### ASSIGNMENT
In the entries that follow, the line with "Query: green grass" opens the range and the line with "In this picture, where can the stone wall" closes it; repeat that range exactly, both lines included.

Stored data
[Start of section]
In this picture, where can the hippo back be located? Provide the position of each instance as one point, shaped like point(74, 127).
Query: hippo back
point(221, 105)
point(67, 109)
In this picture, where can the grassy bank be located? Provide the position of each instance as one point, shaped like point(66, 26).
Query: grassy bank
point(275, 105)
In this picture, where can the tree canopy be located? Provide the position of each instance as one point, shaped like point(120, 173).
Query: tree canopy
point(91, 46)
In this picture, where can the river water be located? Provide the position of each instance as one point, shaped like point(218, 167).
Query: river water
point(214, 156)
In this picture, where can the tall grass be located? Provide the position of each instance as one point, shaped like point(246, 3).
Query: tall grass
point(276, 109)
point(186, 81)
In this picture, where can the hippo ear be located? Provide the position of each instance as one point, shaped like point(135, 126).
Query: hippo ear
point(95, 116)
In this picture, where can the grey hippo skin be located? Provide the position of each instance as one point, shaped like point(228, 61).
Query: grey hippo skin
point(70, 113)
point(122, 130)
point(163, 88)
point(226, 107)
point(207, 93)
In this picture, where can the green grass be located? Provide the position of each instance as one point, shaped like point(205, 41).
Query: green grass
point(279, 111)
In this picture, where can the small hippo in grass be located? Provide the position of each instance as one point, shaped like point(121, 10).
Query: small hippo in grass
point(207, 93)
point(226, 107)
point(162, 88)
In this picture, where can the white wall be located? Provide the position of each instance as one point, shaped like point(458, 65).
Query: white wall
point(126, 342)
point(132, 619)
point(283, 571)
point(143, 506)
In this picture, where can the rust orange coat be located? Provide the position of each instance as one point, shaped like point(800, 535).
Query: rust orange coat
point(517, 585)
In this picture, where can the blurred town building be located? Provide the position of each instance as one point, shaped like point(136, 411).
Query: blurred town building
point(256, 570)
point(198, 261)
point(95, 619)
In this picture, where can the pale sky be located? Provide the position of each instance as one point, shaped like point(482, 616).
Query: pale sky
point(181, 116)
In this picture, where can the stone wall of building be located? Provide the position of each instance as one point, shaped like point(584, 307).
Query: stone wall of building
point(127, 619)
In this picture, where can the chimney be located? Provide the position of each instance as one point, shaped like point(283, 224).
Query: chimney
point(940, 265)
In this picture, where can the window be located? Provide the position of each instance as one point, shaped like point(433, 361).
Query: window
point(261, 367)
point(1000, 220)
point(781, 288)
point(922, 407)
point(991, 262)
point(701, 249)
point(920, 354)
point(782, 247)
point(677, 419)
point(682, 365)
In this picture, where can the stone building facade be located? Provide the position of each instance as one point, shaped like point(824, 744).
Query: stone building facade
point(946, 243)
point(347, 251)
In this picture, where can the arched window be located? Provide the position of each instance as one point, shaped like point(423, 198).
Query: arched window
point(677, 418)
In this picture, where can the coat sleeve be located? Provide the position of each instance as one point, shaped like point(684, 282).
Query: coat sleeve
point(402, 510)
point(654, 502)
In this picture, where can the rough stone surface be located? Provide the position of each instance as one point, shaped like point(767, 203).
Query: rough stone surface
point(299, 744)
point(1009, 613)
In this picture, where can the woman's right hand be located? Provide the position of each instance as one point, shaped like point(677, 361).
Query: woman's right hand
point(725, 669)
[End of section]
### ANSWER SECTION
Query: green grass
point(279, 111)
In this picture, where can the small hippo in grass be located? Provide the position of each instance as one point, shaped like point(121, 10).
Query: small hippo in grass
point(207, 93)
point(226, 107)
point(162, 88)
In this picture, where can the white wall be located? Provide the position of each instance as one point, shaped like point(458, 65).
Query: white wall
point(126, 342)
point(132, 619)
point(283, 571)
point(143, 506)
In this picture, where can the rust orange coat be located? Provide the position of each instance as one point, shaped like point(800, 535).
Query: rust orange coat
point(517, 585)
In this picture, where can the blurred town building be located? Provide the position of each instance as one point, shaped like point(136, 411).
Query: blurred town building
point(256, 570)
point(198, 261)
point(95, 619)
In this picture, where can the pale sky be located? Provide the position of each instance as one point, shaped like point(482, 616).
Query: pale sky
point(181, 116)
In this picture, where can the stone wall of building be located? Provide the position of each instance as one point, shaped like point(584, 307).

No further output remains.